▸ QUELLENAUSZUG
►
Der Sommer ist hier. Grillplausch, Badevergnügen und kalter Glace steht nichts im Weg und bildet den Rahmen für die für diese Jahreszeit typische beschwingte Stimmung.
Von dieser Leichtigkeit des Seins ist aus volkswirtschaftlicher Sicht nur wenig zu spüren, und was der Blick nach draussen zeigt, gilt nicht für den Konjunkturhimmel: Von Wolkenlosigkeit kann keine Rede sein. Zwar kündigt sich kein unmittelbarer Sturm an (auch wenn der geopolitischen Lage zumindest das Potenzial einer schnellen Verdüsterung innewohnt) – eitel Sonnenschein sieht aber definitiv anders aus.
Für die Dienstleister wird’s widriger
So zeigt sich auch hierzulande das Konjunkturwetter nicht eben strahlend sonnig. Zum anhaltend garstigen Gegenwind in der Industrie – der entsprechende Einkaufsmanager-Index (PMI) fiel im Juli nochmals stärker unter die Wachstumsschwelle von 50 Punkten – gesellte sich ein regelrechter Einbruch beim Dienstleistungs-PMI hinzu. Mit einem Rückgang von mehr als 7 Punkten unterschritt der Frühindikator nicht nur erneut die Wachstumsschwelle, sondern fiel damit auch auf das tiefste Niveau seit einem Jahr.
Angesichts dieser unangenehmen Lage überrascht es nur bedingt, dass sich auch am Arbeitsmarkt Bremseffekte bemerkbar machen. Dies zeigt sich etwa bei der Arbeitslosenquote, die entgegen dem gewohnten Muster im Juli von 2,4 auf 2,5 Prozent anstieg. Dies ist insofern ungewöhnlich, als dass sich im Juli die saisonal bereinigte Arbeitslosenrate üblicherweise rückläufig oder wenigstens seitwärts entwickelt. Bis auf einen minimalen Rückgang im Gast- und Baugewerbe kam es heuer aber in keiner Berufsgruppe zu einem Beschäftigungsaufbau und somit zu keiner Senkung der Arbeitslosigkeit.
Dass der Konjunkturhimmel über der Schweiz trotz allem zwar bewölkt, aber zumindest vorerst noch nicht von Gewitterwolken überzogen ist, signalisieren die jüngsten Daten zum hiesigen Konsumentenvertrauen. Zwar markieren die Juli-Daten eine deutliche Eintrübung bei der gefühlten Arbeitsplatzsicherheit. Insgesamt deutet der Indikator aber eine leichte Aufhellung an.
Interessanterweise verbesserte sich der Teilindex «Erwartete Wirtschaftsentwicklung» ebenfalls um rund 2,8 (gegenüber Vormonat), bzw. um 2 Punkte (gegenüber Vorjahr). Diese Verbesserung sollte mit Vorsicht genossen werden. Denn für die Schweizer Wirtschaft zeichnet sich keine unmittelbar anstehende konjunkturelle Beschleunigung ab. Hierfür befindet sich namentlich die Konjunktur in Europa – und damit bei einem entscheidenden Handelspartner – in einem zu angeschlagenen Zustand.
◄
▸ AUFGABENSTELLUNG
Setzen Sie den Auszug zur Schweizer Konjunkturlage im Sommer nach seinem letzten Satz fort. Die Datensätze stammen aus einer anderen Quelle.

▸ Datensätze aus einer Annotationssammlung
►
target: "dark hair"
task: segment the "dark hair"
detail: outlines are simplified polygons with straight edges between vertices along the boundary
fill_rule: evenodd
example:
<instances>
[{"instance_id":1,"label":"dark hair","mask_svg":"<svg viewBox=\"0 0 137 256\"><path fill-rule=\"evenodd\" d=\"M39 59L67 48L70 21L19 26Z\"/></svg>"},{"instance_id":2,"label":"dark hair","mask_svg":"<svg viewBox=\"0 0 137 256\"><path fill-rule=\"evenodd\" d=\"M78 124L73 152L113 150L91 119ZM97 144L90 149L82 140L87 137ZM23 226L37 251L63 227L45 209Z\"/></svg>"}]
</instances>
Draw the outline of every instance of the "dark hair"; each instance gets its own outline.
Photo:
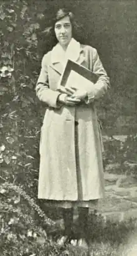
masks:
<instances>
[{"instance_id":1,"label":"dark hair","mask_svg":"<svg viewBox=\"0 0 137 256\"><path fill-rule=\"evenodd\" d=\"M52 14L53 15L53 14ZM48 21L46 23L49 23L49 26L42 31L42 34L44 34L46 38L49 37L50 40L50 45L52 47L57 43L57 39L55 37L54 27L57 21L60 21L64 17L68 16L72 26L72 36L76 40L80 40L80 37L82 34L82 26L78 24L78 22L75 21L73 14L65 8L59 9L52 18Z\"/></svg>"}]
</instances>

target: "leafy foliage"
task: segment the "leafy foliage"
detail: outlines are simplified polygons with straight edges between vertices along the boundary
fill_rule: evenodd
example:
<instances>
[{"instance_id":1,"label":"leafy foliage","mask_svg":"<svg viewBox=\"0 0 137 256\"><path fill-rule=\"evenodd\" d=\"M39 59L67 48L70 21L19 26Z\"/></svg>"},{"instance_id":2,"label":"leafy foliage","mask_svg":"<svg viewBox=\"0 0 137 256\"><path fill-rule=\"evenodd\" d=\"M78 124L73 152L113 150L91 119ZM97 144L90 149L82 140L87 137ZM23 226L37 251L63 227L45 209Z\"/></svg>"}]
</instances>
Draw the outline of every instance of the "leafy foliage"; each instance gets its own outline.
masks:
<instances>
[{"instance_id":1,"label":"leafy foliage","mask_svg":"<svg viewBox=\"0 0 137 256\"><path fill-rule=\"evenodd\" d=\"M43 212L38 205L40 202L37 200L39 143L45 107L36 98L34 88L42 55L51 47L49 41L45 41L44 34L41 32L44 30L45 24L48 24L52 10L62 5L62 1L58 1L57 4L56 2L48 2L48 9L49 7L52 10L48 12L47 3L44 0L39 2L0 1L0 247L2 256L16 256L19 251L21 256L77 255L72 249L70 252L67 249L59 248L52 240L48 240L44 230L47 231L48 227L50 228L54 224ZM90 26L85 29L85 36L82 42L95 45L98 49L113 85L111 92L110 92L98 106L101 109L100 118L105 132L111 136L114 131L125 133L124 129L127 131L128 128L128 131L133 133L136 127L136 59L133 54L136 49L136 31L133 26L136 20L136 12L133 14L135 5L134 1L132 7L129 6L128 2L125 2L124 6L122 1L118 2L115 4L114 13L113 8L111 11L112 4L107 0L101 1L100 6L92 2L85 5L80 1L75 0L73 4L71 1L64 1L65 5L67 3L72 11L77 11L76 13L78 12L78 6L80 10L81 8L82 11L77 17L78 21L83 19L83 14L87 12L86 17L84 15L84 22L96 24L92 26L92 29ZM92 7L89 8L90 4ZM44 6L46 15L43 12ZM93 10L92 15L90 9ZM104 14L101 17L102 9ZM126 16L126 10L129 16ZM108 22L106 17L110 19L111 11L113 17L118 21L119 29L113 17L111 22ZM113 29L111 29L112 24ZM124 40L121 40L125 31L123 24L126 30ZM104 40L105 37L106 39ZM124 42L125 45L123 45ZM127 55L123 46L127 49ZM129 130L131 123L135 128L131 127ZM108 140L105 143L106 164L119 163L123 171L127 173L128 169L128 173L136 177L136 135L128 136L123 143L113 140L113 137ZM47 209L44 208L46 213L48 212ZM55 212L53 215L57 218ZM101 239L104 235L104 229L100 232L100 227L102 225L103 226L103 220L102 218L97 220L96 216L93 218L95 230L97 234L100 234ZM109 229L110 225L108 224ZM127 227L129 228L129 225ZM119 230L119 238L123 231L126 233L128 229L121 227L120 231L118 227L115 229L116 236ZM113 225L109 229L111 235L115 228ZM91 225L89 234L93 235L92 229ZM110 234L108 229L107 232ZM115 237L111 239L114 242L116 240ZM114 255L110 252L110 249L107 250L105 255ZM84 254L77 252L77 255Z\"/></svg>"}]
</instances>

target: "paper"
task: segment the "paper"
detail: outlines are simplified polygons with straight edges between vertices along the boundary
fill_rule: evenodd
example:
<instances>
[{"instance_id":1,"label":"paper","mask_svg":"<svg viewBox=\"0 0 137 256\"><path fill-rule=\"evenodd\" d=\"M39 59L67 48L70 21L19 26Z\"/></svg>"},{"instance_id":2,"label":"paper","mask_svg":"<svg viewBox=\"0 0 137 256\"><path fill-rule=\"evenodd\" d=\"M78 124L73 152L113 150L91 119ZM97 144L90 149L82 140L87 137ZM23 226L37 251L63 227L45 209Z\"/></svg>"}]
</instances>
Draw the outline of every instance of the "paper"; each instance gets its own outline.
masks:
<instances>
[{"instance_id":1,"label":"paper","mask_svg":"<svg viewBox=\"0 0 137 256\"><path fill-rule=\"evenodd\" d=\"M98 76L89 69L68 60L58 83L58 90L66 92L65 87L89 90L98 80Z\"/></svg>"},{"instance_id":2,"label":"paper","mask_svg":"<svg viewBox=\"0 0 137 256\"><path fill-rule=\"evenodd\" d=\"M65 83L65 87L75 87L77 89L88 89L93 84L91 81L72 70Z\"/></svg>"}]
</instances>

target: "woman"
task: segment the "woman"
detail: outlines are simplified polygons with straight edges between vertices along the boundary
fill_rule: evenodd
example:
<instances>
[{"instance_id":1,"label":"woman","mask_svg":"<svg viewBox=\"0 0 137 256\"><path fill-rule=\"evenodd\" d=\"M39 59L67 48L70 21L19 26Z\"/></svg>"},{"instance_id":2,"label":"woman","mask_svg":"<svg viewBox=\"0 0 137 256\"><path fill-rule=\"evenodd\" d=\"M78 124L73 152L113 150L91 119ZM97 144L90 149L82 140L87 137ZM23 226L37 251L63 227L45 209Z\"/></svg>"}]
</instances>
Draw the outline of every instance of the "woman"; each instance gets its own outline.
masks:
<instances>
[{"instance_id":1,"label":"woman","mask_svg":"<svg viewBox=\"0 0 137 256\"><path fill-rule=\"evenodd\" d=\"M72 12L60 9L51 27L57 42L44 55L37 85L39 100L47 108L41 130L38 198L62 207L65 224L60 244L70 240L73 209L79 213L80 230L77 244L85 246L89 208L96 207L104 196L100 131L95 101L106 92L109 78L97 50L74 38ZM97 73L99 78L88 91L57 85L67 59Z\"/></svg>"}]
</instances>

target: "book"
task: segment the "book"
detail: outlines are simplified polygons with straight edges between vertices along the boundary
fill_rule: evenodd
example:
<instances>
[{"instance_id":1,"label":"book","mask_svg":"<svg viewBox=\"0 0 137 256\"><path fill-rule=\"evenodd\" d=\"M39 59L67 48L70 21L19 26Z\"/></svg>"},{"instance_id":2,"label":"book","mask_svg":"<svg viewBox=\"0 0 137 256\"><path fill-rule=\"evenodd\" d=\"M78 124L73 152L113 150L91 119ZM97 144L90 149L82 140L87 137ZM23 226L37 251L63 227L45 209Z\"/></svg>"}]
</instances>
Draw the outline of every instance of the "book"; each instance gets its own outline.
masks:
◄
▸ ERGEBNIS
Das zeigt sich insbesondere beim Blick zu unserem nördlichen Nachbarn, wo von Aufhellungen keine Spur zu sehen ist. Im Gegenteil: Nach nur einem Quartal mit einem leicht positiven Wirtschaftswachstum ist Deutschland im zweiten Jahresviertel bereits wieder in rezessive Gefilde abgerutscht. Gegenüber dem Vorquartal nahm das Bruttoinlandprodukt um 0,1 Prozent ab. Diese Entwicklung nur mit einem globalwirtschaftlichen rauen Klima erklären zu wollen, greift dabei zu kurz. Vielmehr steht die grösste EU-Volkswirtschaft auch vor einem Berg hausgemachter Probleme. Ob ein undurchdringliches Bürokratie- und Regulationsdickicht oder eine unzulängliche und von Ideologie getriebene Energiepolitik, ob ein in weiten Teilen gescheitertes Migrationsregime oder ein an Realsatire grenzendes Geschacher um den Bundehaushalt – es gibt viele Gründe für das frostige Investitionsklima in der Republik. Längst ist nicht nur die Deutsche Bahn zum Sanierungsfall mutiert.
Deutschland: Keine Lokomotive mehr
Aus dem einstigen Zugpferd der Eurozone ist ein lahmer Gaul geworden. Eine baldige Gesundung zeichnet sich unter der aktuellen Regierung nicht ab. Schadenfreude darüber ist aber fehl am Platz. Im Gegenteil: Deutschlands Konjunkturschwäche fällt mit einem Zustand der Währungsunion zusammen, der durch erhebliche Wachstumsschwierigkeiten geprägt ist. Die Erholung steht weiterhin auf tönernen Füssen – die Abwärtsrisiken bleiben erhöht angesichts der angespannten geopolitischen Lage, der nur schwer Tritt findenden Weltwirtschaft mit einem weiterhin stolpernden China und einer anhaltend überschiessenden Inflation. Letztere wird bis weit ins 2025 nicht auf die angestrebte 2-Prozent-Marke zurückfallen und entsprechend lange einen wachstumsdämpfenden Effekt entfalten. Zusammen mit den jüngsten Daten aus der Eurozone-Industrie kristallisiert sich damit das Bild einer Erholung heraus, welcher der Schwung auszugehen droht, bevor sie überhaupt richtig eingesetzt hat.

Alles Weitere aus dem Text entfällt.